::: Text shown :::
Wednesday, September 8, 2010

Our New Normal

Today was Mike's first day back at work...and we survived!  I knew that we would, but have been nervous about today for quite awhile.  It's still an adjustment having Sophie home.  Hard to believe that it hasn't even been two weeks yet.  Our littlest girl is 6 weeks old today.  She's a pretty calm baby, is sleeping well at night, and likes to be held a lot during the day.  I am figuring out more each day how to be a mom to three kids and am finding that this is a harder adjustment than Sophie's medical issues.  I feel like I'm running around like a crazy person most of the time trying to get things done around here!  It'll all become routine in time, I know, and each day I figure it out more and more.  Madelyn started preschool this week and LOVES it.  It's strange to drop her off and go back to the car, just Sophie and I.  I am trying to be less "on edge" with Sophie, but still have periods of time when I just feel uneasy b/c I don't know what to expect next from her.  I have to learn to enjoy her and stop anticipating the next seizure, how I'll handle it, etc.  Her medication has been adjusted quite a bit in the past week and we're seeing less of the longer seizures, but still some clusters of shorter ones or sporadic shorter ones.  This seems like some progress, but we're still seeing seizures at home with her on three different medications, and the neurologist is not satisfied with that.  I keep in close contact with him, updating on when she has seizures and he responds with dosage adjustments.  It makes me uneasy at times not knowing what to expect, but I remind myself that one of the lessons we seem to be learning throughout all this is living life "one day at a time".  This is easier said than done for me and accepting this in our lives lately is hard.  I'm not sure I've truly accepted Sophie's TS diagnosis at times.  I know it is a reality, but still have a hard time with it.  The unknown in her condition is so scary to me, yet Mike and I both believe that it is a blessing and are very hopeful that we don't know what will happen...we have to just wait and see.
::: Information supplied :::
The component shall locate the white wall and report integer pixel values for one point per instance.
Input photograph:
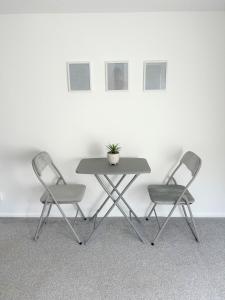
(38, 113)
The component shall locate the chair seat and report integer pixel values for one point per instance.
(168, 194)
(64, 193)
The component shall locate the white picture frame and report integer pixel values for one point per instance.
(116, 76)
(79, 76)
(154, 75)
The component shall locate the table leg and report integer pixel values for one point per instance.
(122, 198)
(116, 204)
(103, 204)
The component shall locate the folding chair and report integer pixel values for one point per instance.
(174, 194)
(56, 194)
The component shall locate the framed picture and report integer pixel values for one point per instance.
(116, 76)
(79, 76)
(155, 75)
:::
▶ _Requirement 1_
In the blog post about Sophie's first weeks home, how old is Sophie on the day it was written?
▶ _Requirement 2_
Pick up the blog post about Sophie's first weeks home after its final sentence and carry it on.

▶ _Exercise response 1_
She is 6 weeks old.

▶ _Exercise response 2_
I'm hoping that this new normal routine of ours will soon feel normal to me.  I have days where I long for my "old life" b/c it seems so easy in retrospect.  Yet, the grass is always greener on the other side.  God has placed Sophie and all that comes with her in our lives for a reason.  It can be all-consuming for me lately, but I continue to pray for the strength to get through the hard moments and the peace that will allow me to enjoy my baby girl and our new family dynamic without feeling so uneasy most of the time.  Off to bed...sleep is a luxury lately!